### [Requirement]
Your task is to write out every line of the data exactly. Drop the pictures.

### [Provided material]

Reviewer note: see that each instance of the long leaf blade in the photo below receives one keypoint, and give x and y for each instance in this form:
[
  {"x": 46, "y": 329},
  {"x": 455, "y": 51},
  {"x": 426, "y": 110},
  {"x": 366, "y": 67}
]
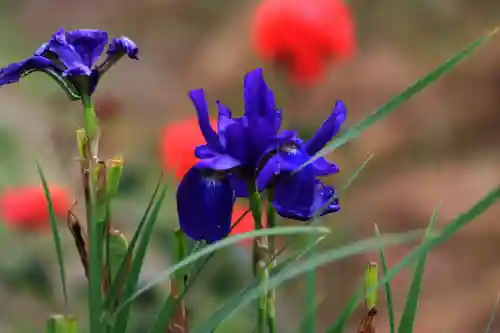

### [Problem solution]
Reviewer note: see that each instance of the long leaf blade in the photo below receives one keypoint, and give x and y for each instance in this form:
[
  {"x": 46, "y": 329},
  {"x": 455, "y": 51},
  {"x": 426, "y": 110},
  {"x": 366, "y": 67}
]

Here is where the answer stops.